Dataset excerpts on object pointing:
====

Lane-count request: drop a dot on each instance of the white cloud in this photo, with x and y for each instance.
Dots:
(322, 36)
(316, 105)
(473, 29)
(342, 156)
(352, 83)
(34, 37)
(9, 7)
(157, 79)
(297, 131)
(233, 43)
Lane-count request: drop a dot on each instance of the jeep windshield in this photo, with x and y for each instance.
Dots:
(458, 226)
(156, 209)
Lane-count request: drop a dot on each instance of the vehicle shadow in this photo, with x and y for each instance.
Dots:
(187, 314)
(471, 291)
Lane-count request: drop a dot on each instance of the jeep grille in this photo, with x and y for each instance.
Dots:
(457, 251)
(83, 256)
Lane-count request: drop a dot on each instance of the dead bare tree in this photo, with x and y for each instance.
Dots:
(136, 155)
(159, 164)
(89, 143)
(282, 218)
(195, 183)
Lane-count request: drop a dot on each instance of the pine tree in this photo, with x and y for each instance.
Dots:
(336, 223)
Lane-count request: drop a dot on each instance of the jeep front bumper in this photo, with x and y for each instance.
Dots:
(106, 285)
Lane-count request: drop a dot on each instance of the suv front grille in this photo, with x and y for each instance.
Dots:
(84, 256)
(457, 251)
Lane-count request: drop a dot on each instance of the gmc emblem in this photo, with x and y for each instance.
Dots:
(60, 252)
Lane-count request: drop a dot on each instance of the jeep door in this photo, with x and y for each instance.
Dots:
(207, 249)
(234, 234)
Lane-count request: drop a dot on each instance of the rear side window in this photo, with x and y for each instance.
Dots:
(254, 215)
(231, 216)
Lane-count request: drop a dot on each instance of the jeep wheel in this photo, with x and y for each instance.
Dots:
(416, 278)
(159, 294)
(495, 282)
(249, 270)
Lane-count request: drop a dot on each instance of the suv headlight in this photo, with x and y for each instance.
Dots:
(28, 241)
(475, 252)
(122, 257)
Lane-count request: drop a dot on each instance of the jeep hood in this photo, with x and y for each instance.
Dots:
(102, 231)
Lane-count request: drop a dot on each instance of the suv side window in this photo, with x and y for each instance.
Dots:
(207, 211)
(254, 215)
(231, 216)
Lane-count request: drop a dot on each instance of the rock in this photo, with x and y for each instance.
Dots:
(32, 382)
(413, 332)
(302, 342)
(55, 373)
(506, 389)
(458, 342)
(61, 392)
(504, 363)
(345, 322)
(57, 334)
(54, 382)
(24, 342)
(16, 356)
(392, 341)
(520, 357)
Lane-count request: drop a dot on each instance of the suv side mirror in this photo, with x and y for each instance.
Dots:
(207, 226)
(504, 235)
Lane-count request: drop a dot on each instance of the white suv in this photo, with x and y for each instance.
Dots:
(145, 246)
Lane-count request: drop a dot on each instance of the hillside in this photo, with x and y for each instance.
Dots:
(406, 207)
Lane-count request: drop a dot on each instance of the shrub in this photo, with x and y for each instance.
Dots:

====

- **The exercise**
Could you turn the lines of the records into a JSON list of strings, one string per line with blank lines left out, starting at the line that contains "Lane-count request: drop a dot on each instance of the shrub" and ending at the last line of the records?

- **Response**
[
  "Lane-count request: drop a dot on each instance of the shrub in this photo, with x and y for each instance.",
  "Dots:"
]